* **YOUR ASSIGNMENT**:
As an exercise, transcribe the data below in full and exactly, omitting pictures.

* **INPUT FOR THIS TASK**:
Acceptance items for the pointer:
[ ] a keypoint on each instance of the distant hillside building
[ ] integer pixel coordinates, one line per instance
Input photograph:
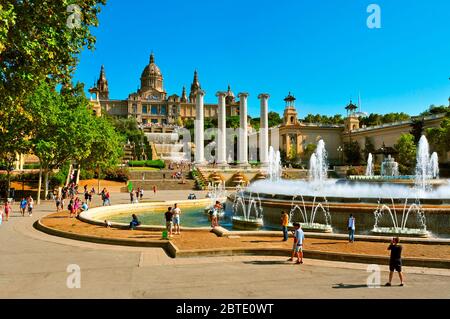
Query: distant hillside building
(151, 103)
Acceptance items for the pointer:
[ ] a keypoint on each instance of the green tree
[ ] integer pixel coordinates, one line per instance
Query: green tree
(352, 152)
(37, 44)
(369, 147)
(63, 128)
(406, 158)
(433, 109)
(439, 137)
(309, 150)
(274, 119)
(417, 125)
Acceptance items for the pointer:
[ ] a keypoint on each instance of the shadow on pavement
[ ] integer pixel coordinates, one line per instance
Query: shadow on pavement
(348, 286)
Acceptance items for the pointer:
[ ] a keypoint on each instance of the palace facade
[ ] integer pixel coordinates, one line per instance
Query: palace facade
(151, 104)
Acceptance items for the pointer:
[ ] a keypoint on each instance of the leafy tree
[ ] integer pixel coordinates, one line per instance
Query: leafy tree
(417, 125)
(352, 152)
(324, 119)
(309, 150)
(433, 109)
(37, 44)
(274, 119)
(406, 148)
(63, 128)
(369, 147)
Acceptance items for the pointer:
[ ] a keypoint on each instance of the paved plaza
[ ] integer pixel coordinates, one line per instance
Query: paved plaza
(34, 265)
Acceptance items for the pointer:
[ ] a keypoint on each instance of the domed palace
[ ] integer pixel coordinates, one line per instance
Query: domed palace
(151, 105)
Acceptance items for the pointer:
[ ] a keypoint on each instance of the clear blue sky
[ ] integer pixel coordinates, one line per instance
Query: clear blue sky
(322, 51)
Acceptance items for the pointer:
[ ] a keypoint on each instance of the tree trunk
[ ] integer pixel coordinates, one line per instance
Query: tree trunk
(98, 179)
(39, 185)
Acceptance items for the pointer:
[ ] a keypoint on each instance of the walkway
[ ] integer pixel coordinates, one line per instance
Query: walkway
(33, 265)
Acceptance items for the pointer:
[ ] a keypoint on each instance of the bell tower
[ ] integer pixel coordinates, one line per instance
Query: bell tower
(290, 113)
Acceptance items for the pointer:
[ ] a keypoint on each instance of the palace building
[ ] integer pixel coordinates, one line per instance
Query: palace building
(151, 104)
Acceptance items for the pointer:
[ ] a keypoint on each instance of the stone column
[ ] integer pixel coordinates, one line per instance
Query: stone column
(199, 129)
(243, 130)
(264, 130)
(221, 155)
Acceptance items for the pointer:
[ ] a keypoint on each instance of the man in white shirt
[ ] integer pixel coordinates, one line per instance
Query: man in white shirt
(176, 219)
(297, 249)
(351, 229)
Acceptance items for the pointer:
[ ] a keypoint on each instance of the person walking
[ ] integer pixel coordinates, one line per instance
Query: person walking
(395, 261)
(297, 249)
(134, 222)
(30, 204)
(23, 206)
(176, 219)
(8, 210)
(169, 220)
(284, 225)
(351, 229)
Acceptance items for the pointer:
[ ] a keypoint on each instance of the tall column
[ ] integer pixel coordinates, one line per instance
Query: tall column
(222, 131)
(264, 130)
(199, 129)
(243, 130)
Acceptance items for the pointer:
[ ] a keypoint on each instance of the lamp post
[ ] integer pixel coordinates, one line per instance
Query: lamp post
(340, 150)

* **TASK RESULT**:
Acceptance items for the pointer:
[ ] a keypoint on each instance of the distant hillside building
[ ] integer pixel coordinates, one line per instance
Input photograph:
Query: distant hillside building
(151, 103)
Acceptance items for the pointer:
[ ] a keypoint on each instance of the green tree
[ ] integer pixel coordinates, one line per instance
Query: green tree
(352, 152)
(37, 44)
(369, 147)
(63, 128)
(406, 158)
(433, 109)
(439, 137)
(309, 150)
(274, 119)
(417, 125)
Acceptance items for the pointer:
[ ] a keypoint on each instance of the shadow on pavement
[ ] integer pixel coordinates, one line per instance
Query: shadow on pavement
(348, 286)
Acceptance items for the pointer:
[ ] a keypoint on each instance of the palace facade
[ ] integer pixel coordinates, one line per instance
Query: palace facade
(151, 104)
Acceptance items for the pointer:
[ ] a keypoint on each instance of the leafy tree
[ ] integer pixel coordinates, one line per instance
Query: leafy tree
(417, 125)
(352, 152)
(324, 119)
(309, 150)
(433, 109)
(37, 44)
(274, 119)
(406, 148)
(63, 128)
(369, 147)
Acceptance items for the pointer:
[ ] a keypoint on each instance of the paved plaza
[ ] integer pixel coordinates, one line per instance
Query: paved plaza
(34, 265)
Acceptance items for the pointer:
[ ] a keypoint on each instance of the domed palace
[ ] integer pixel coordinates, one line per instance
Query: domed palace
(151, 105)
Acceptance items for the pointer:
[ ] a keypoint on each instance of the clear blue sky
[ ] integer pixel coordinates, one line per instance
Query: clear blue sky
(322, 51)
Acceptance items for the pointer:
[ ] a keypoint on each instance of the tree trunk
[ ] integer pixel coordinates, one line per instance
Query: tree trunk
(98, 179)
(39, 185)
Acceptance items for the pointer:
[ ] a keypoint on each instance of the walkway
[ ] integer pixel coordinates, one line per instance
Query: walkway
(33, 265)
Acceptance items for the pointer:
[ ] a keypoint on each instance of the bell tower
[ ] integer pixel coordinates, one line per instance
Query: bell tower
(290, 113)
Acceptance items for the pointer:
[ ] a keypoint on each instance of the palace building
[ ] integer pixel coordinates, one line per instance
Query: palace building
(151, 104)
Acceptance items for the pointer:
[ ] a keypoint on each instance of the stone column
[ ] integer pixel coordinates, one line per instance
Query: stone column
(199, 129)
(243, 130)
(264, 130)
(221, 155)
Acceptance items for the pointer:
[ ] a keypoint on each instance of the man in white shirt
[ ] integer pixel coordinates, one line per instance
Query: man in white shirt
(176, 219)
(297, 249)
(351, 229)
Acceptance items for the pointer:
[ ] a keypoint on each instance of the person walking
[ ] integer pixel coordinates, one line per instance
Query: person walking
(395, 261)
(297, 249)
(134, 222)
(30, 204)
(23, 206)
(176, 219)
(8, 210)
(169, 220)
(284, 225)
(351, 229)
Acceptance items for the pointer:
[ ] a keypoint on each instance of the tall column
[ ] integer pixel coordinates, one line per instance
Query: tall column
(222, 131)
(264, 130)
(199, 129)
(243, 130)
Acceptance items for the pointer:
[ ] a keypoint on each instance of the lamp post
[ ] integer pixel coordinates, one line per instance
Query: lamp post
(340, 150)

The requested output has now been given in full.